** START OF Extract provided **

Vector data type (preview)
Applies to: Azure SQL Database SQL database in Microsoft Fabric
The vector data type is designed to store vector data optimized for operations such as similarity search and machine learning applications. Vectors are stored in an optimized binary format but are exposed as JSON arrays for convenience. Each element of the vector is stored as a single-precision (4-byte) floating-point value.
Note
This data type is in preview and is subject to change. Make sure to read preview usage terms in the Service Level Agreements (SLA) for Online Services document. For limitations of the current preview, see Limitations and Known issues.
For more information on working with vector data, see:
Sample syntax
The usage syntax for the vector type is similar to all other SQL Server data types in a table.
column_name VECTOR( {<dimensions>} ) [NOT NULL | NULL]
Dimensions
A vector must have at least one dimension. The maximum number of dimensions supported is 1998.
Examples
A. Column definition
The vector type can be used in column definition contained in a CREATE TABLE
statement, for example:
The following example creates a table with a vector column and inserts data into it.

** END OF Extract provided **
** START OF Supplied data **

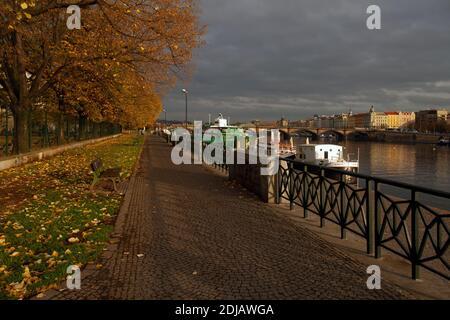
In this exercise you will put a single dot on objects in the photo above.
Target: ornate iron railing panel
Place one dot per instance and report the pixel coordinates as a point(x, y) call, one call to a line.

** END OF Supplied data **

** Tasks to perform **
1 – Using the page on the vector data type, answer:
(a) How is each element of a vector stored?
(b) What is the largest number of dimensions a vector can have?
(c) In what form are vectors shown for convenience?
2 – Put this sentence from the vector data type page into Spanish: "A vector must have at least one dimension."

** Exercise answers **
1 –
(a) As a single-precision (4-byte) floating-point value.
(b) 1998.
(c) As JSON arrays.

2 – Un vector debe tener al menos una dimensión.